What is required.
Select every line in the items below that contains the string "Query", and copy each one.

--- Start of Provided data ---

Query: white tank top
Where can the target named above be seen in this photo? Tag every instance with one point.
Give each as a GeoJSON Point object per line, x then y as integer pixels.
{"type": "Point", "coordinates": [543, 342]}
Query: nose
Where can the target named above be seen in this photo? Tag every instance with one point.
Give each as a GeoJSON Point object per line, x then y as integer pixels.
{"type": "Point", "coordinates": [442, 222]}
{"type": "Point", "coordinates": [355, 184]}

--- End of Provided data ---
--- Start of Provided data ---

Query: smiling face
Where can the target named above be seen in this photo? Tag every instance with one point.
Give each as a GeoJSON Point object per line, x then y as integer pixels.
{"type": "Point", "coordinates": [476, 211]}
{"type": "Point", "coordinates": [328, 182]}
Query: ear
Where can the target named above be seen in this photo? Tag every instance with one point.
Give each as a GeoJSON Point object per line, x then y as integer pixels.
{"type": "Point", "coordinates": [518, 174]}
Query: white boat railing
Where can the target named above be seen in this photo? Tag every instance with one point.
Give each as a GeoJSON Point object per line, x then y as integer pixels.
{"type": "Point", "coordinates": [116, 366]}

--- End of Provided data ---

Task result.
Query: white tank top
Query: nose
Query: smiling face
Query: ear
Query: white boat railing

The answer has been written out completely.